-- RECORDS TO USE --
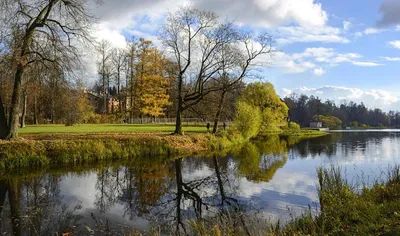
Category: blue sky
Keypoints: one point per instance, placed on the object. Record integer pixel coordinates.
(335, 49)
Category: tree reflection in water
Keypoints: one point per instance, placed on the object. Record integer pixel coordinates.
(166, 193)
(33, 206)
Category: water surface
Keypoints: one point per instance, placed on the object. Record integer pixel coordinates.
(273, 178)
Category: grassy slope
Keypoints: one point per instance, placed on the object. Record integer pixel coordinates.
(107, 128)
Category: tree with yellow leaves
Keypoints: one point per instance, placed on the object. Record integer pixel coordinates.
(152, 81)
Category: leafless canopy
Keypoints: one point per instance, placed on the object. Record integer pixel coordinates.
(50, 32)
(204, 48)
==
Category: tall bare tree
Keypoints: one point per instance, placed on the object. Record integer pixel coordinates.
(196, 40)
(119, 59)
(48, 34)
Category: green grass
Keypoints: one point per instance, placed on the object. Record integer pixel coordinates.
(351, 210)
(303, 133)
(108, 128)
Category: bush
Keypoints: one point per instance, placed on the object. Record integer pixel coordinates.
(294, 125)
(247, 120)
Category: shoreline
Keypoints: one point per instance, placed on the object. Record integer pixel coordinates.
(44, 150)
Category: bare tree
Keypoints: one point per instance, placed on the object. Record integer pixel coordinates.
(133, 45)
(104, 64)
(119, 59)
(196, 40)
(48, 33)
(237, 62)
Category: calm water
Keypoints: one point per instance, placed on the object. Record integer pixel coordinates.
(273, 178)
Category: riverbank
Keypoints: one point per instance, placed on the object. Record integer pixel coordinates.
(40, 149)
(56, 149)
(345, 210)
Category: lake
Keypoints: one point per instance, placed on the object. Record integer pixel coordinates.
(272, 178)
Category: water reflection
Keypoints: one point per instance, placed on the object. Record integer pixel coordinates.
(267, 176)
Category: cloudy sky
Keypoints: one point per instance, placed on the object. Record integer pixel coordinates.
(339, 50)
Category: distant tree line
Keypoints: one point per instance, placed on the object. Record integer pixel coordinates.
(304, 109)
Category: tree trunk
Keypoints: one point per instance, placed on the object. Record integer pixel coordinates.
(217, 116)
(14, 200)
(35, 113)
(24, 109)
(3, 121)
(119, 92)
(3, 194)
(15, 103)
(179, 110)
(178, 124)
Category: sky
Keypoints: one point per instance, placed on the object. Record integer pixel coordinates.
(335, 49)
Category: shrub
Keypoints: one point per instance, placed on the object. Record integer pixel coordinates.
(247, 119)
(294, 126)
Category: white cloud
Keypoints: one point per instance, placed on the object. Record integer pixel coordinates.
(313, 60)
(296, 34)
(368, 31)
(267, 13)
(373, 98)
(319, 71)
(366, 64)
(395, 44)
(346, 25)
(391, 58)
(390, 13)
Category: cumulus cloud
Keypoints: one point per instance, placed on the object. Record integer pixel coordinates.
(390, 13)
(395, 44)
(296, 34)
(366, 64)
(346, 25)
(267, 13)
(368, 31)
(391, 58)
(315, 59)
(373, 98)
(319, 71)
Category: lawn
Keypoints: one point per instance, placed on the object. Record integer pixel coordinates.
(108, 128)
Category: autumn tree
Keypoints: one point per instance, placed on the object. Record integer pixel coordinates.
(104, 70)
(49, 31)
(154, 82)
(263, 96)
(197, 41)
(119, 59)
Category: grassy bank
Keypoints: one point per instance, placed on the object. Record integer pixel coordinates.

-- WHAT TO DO --
Collect every line of the listing above that contains the string "grassy", treating uppercase and lowercase letters as different.

-- ANSWER BELOW --
Category: grassy slope
Category: grassy bank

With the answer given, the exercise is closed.